Pietro Gugliotta – Non partecipava mai alle azioni omicide del gruppo. Venne comunque condannato a diciotto anni di reclusione. Anche lui poliziotto, svolgeva la funzione di operatore radio nella questura di Bologna assieme all’amico Roberto Savi. Venne scarcerato nel 2008, dopo quattordici anni di reclusione, grazie all’indulto e alla legge Gozzini.
Le due figlie di Gugliotta, hanno completato la procedura per il cambiamento di cognome, anche per cominciare a vivere in pace mentre purtroppo dopo l’arresto di Gugliotta il suocero si suicidò, probabilmente per la vergogna.
Marino Occhipinti – Membro minore della banda, prese però parte a un assalto a un furgone della Coop di Casalecchio di Reno, il 19 febbraio 1988, durante il quale morì una guardia giurata e per questo venne condannato all’ergastolo. Anche lui poliziotto presso la squadra mobile di Bologna, al momento dell’arresto, avvenuto il 29 novembre 1994, era vice-sovrintendente della sezione narcotici della Squadra mobile. In una recente intervista, Marino Occhipinti ha chiesto perdono ai familiari della guardia giurata uccisa. Dal 2002, lavora presso una cooperativa.
Il 30 marzo 2010, con un decreto motivato del tribunale di sorveglianza, Marino Occhipinti, dopo sedici anni di detenzione, usufruì di un permesso premio di cinque ore per partecipare ad una Via crucis a Sarmeola di Rubano, nel Padovano, assieme ad altri detenuti e accompagnato da operatori sociali. L’11 gennaio 2012, gli venne concessa la semilibertà.

**Dati forniti**.

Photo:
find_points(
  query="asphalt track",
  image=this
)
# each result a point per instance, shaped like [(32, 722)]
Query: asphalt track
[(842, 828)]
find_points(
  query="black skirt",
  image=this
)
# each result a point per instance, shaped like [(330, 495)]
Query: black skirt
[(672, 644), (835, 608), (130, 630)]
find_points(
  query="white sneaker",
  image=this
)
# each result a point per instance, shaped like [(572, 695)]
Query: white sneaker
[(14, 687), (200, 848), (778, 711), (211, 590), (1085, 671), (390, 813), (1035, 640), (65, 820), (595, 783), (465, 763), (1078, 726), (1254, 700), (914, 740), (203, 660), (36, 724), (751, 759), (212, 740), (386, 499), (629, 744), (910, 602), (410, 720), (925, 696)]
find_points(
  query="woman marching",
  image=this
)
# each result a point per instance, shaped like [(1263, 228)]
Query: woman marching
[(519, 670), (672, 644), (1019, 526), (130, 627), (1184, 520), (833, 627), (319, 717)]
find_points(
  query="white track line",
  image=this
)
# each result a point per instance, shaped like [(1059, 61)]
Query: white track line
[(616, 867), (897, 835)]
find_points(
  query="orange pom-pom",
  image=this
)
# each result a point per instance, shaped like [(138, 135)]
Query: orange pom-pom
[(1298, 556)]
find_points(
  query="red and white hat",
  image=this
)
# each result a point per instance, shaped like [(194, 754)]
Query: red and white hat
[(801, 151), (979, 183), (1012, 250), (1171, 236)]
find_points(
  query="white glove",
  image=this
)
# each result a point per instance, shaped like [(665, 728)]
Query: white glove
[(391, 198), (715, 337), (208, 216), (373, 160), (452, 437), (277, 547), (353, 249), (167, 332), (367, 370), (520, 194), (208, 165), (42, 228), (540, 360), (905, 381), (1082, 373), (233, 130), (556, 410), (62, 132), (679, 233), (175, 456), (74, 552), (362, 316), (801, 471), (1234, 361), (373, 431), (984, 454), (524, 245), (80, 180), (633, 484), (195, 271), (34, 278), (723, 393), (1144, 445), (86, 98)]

**Da fare**.
**A)** Secondo il testo di studio, quale funzione svolgeva Pietro Gugliotta nella questura di Bologna?
**B)** Indica se ciascuna affermazione concorda con il testo di studio, citandone le parole decisive: (i) Pietro Gugliotta fu scarcerato nel 2008; (ii) Marino Occhipinti fu arrestato il 19 febbraio 1988; (iii) a Marino Occhipinti venne concessa la semilibertà l'11 gennaio 2012.
**C)** Scrivi il seguito del testo di studio sui membri della banda, riprendendo dopo la sua ultima frase.

**Risposte fornite**.
**A)** Svolgeva la funzione di operatore radio.

**B)**
(i) Sì: «Venne scarcerato nel 2008».
(ii) No: «al momento dell’arresto, avvenuto il 29 novembre 1994».
(iii) Sì: «L’11 gennaio 2012, gli venne concessa la semilibertà».

**C)**
Il 20 giugno 2018, il suo avvocato, Milena Micele, ha presentato in udienza la documentazione a favore della libertà, che comprende le relazioni sul suo lavoro svolto fuori e dentro il carcere con la cooperativa Giotto. Secondo il provvedimento del Tribunale di sorveglianza, il suo pentimento è autentico, ha rivisitato in modo critico il suo passato e non è socialmente pericoloso. Marino Occhipinti è stato quindi scarcerato, il 2 luglio 2018.
Luca Vallicelli – Poliziotto al momento dell’arresto, avvenuto il 29 novembre 1994, era agente scelto presso la sezione Polizia Stradale di Cesena. Membro minore della banda, partecipò solamente alle prime rapine, che si conclusero senza omicidi. Patteggiò tre anni e otto mesi in carcere, ed è attualmente un uomo libero, destituito dalla Polizia di Stato.
Nel marzo del 1998 il padre dei fratelli Savi si è ucciso e il suo corpo è stato ritrovato in un’automobile dello stesso tipo e dello stesso colore usato dai suoi figli per uccidere 24 persone. Giuliano Savi, 72 anni, ha lasciato un biglietto con la frase: “Chiedo perdono a Dio, ma non ce la faccio più ad andare avanti”. Poi ha preso una dose massiccia di sonnifero (nell’auto sono state ritrovate sette scatole di Tavor). All’interno sono stati ritrovati anche altri messaggi, scritti sia in corsivo sia in stampatello.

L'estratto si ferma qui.